- RECORDS -
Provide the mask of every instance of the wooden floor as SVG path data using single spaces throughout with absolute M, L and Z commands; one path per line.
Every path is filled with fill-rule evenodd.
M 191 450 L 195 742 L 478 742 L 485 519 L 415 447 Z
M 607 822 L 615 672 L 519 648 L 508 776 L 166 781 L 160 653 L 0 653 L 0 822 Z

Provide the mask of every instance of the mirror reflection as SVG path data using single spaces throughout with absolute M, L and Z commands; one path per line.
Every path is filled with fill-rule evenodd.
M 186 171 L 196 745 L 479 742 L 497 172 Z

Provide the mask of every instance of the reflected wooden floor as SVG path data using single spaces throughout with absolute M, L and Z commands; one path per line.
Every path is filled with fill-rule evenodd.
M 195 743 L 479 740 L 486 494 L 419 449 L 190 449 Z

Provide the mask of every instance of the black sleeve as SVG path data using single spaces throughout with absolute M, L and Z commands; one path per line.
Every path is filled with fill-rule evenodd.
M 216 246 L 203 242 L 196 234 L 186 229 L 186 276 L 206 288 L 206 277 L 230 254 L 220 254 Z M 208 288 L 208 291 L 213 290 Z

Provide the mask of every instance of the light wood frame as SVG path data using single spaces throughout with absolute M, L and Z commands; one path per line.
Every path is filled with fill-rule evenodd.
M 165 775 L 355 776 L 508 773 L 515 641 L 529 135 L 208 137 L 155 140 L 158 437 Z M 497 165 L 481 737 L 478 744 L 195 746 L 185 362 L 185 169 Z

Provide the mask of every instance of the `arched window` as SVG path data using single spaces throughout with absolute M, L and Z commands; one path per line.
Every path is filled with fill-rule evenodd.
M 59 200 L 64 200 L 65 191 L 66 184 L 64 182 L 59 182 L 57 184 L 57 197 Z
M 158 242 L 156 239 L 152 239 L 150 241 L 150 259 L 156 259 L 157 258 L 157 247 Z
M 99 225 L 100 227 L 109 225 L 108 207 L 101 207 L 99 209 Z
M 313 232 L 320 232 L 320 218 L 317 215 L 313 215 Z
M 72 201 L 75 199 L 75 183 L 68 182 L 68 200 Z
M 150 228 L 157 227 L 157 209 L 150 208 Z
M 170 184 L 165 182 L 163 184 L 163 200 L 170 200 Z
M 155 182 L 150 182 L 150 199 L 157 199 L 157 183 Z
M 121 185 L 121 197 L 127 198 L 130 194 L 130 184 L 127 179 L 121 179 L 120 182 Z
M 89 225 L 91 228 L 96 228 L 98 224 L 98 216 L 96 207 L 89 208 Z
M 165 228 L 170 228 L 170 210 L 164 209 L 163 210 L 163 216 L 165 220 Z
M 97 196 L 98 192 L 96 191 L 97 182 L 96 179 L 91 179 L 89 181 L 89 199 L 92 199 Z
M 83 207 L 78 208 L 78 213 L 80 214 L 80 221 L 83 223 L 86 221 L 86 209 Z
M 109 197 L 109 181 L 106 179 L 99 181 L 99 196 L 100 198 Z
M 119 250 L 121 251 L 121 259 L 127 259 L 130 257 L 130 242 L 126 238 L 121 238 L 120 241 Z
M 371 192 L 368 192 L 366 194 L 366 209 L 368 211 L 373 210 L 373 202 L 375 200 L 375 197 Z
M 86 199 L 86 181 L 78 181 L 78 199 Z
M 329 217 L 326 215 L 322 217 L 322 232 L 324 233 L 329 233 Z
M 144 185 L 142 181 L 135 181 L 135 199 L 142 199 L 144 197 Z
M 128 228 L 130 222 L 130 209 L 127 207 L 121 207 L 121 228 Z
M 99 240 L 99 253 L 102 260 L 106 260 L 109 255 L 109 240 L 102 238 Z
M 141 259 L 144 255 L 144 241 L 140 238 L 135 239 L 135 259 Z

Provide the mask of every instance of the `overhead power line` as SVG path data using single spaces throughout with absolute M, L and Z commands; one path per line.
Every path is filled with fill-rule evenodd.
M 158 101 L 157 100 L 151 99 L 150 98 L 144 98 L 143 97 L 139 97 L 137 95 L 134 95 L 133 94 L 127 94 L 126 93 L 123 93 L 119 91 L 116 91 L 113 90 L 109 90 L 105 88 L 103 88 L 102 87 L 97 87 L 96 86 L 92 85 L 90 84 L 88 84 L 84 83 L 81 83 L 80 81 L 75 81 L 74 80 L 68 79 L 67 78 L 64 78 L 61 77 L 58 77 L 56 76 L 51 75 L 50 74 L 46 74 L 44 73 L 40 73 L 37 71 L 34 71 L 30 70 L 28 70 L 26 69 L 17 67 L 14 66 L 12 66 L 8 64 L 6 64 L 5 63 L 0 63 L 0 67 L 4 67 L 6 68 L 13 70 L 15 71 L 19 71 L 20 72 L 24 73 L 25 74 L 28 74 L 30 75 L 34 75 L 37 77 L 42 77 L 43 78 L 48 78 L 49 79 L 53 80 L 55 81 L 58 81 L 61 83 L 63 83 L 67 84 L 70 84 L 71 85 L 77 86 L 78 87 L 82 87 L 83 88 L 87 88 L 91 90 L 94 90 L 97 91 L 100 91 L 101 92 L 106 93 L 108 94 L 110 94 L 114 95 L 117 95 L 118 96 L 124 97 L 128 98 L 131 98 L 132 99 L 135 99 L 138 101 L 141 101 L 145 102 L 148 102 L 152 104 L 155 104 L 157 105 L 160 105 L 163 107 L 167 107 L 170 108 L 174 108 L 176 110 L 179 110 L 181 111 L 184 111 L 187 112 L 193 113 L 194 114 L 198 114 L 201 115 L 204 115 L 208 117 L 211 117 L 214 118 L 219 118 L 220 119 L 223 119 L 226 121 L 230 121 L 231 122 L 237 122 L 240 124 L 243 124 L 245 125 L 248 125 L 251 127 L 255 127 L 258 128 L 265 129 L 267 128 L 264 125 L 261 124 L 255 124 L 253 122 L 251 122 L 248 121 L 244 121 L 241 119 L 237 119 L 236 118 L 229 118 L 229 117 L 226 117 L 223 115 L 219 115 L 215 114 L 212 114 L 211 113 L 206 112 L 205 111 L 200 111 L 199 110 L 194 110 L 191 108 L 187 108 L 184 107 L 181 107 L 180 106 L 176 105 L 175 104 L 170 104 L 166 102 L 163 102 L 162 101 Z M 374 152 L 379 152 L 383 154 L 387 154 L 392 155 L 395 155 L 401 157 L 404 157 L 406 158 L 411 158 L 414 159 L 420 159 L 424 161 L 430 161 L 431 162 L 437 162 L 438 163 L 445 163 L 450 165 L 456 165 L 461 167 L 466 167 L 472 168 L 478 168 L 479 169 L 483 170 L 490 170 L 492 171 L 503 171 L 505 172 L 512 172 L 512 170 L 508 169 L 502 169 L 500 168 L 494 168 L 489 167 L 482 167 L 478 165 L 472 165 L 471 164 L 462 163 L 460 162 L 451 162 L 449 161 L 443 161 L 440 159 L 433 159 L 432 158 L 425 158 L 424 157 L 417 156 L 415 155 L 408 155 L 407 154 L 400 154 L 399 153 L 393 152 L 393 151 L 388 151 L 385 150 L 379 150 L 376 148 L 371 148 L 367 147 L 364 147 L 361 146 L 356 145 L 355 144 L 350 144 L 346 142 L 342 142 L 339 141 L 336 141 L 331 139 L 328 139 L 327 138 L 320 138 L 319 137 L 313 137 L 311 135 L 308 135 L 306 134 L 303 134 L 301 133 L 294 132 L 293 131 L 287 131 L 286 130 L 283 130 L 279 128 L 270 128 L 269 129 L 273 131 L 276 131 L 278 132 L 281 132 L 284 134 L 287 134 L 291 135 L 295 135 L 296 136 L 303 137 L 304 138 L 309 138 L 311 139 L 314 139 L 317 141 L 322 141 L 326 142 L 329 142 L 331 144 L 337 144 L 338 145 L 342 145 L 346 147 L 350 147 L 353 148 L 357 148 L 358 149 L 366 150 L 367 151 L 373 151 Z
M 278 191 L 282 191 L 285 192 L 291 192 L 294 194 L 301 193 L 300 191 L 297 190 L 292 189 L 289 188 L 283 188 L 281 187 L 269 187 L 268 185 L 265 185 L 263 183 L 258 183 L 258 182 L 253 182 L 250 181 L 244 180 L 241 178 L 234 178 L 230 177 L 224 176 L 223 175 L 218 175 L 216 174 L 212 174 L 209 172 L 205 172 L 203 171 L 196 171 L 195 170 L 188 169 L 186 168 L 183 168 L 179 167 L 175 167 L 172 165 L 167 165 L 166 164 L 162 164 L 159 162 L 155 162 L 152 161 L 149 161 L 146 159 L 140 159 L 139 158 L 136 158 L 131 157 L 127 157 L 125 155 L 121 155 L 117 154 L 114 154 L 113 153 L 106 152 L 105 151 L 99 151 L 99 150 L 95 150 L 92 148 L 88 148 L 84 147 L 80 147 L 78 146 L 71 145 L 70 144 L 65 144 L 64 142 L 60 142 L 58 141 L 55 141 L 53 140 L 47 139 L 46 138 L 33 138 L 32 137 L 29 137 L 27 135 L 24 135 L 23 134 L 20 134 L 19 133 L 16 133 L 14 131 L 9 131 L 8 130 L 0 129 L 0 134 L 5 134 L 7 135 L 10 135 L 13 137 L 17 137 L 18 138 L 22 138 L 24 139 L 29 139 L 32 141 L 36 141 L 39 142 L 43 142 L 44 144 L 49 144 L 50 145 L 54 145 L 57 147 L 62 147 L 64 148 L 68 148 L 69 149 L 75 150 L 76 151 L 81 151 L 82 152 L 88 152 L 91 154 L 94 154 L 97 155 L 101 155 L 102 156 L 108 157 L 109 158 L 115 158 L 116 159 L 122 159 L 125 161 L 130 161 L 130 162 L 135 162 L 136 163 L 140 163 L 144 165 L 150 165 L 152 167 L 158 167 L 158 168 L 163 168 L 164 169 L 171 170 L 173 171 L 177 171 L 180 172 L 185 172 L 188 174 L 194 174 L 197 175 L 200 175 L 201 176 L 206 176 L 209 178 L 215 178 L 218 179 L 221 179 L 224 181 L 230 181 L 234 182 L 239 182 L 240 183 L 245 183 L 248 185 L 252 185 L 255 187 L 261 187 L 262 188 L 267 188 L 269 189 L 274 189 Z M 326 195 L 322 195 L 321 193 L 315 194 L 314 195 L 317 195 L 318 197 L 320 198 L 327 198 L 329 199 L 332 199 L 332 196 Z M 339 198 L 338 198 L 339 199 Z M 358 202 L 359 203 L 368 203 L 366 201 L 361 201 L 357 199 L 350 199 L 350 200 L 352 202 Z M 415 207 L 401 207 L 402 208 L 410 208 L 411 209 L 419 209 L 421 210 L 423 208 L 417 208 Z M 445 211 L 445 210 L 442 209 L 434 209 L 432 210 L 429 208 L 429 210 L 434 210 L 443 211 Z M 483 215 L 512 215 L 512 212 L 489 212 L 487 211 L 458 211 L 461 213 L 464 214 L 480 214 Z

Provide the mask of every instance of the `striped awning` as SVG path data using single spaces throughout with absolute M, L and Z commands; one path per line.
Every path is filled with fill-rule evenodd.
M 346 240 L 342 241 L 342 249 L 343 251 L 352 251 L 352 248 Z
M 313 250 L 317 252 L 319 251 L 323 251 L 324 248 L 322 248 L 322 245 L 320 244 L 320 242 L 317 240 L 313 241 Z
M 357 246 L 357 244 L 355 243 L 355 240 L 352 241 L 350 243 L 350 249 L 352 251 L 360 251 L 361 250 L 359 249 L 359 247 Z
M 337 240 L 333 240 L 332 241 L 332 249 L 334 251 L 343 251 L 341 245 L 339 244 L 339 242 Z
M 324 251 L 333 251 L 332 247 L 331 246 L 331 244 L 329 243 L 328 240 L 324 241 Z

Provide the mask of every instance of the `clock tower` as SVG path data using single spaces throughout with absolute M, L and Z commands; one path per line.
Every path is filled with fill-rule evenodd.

- DO THIS -
Copy the listing above verbatim, starting at its first line and ending at the line that contains "M 191 450 L".

- TASK RESPONSE -
Provide the mask of every instance of the wooden floor as SVG path data using single spaces throughout with absolute M, L and Z commands; one path per line.
Every path is filled with fill-rule evenodd.
M 191 450 L 195 742 L 478 742 L 485 519 L 415 447 Z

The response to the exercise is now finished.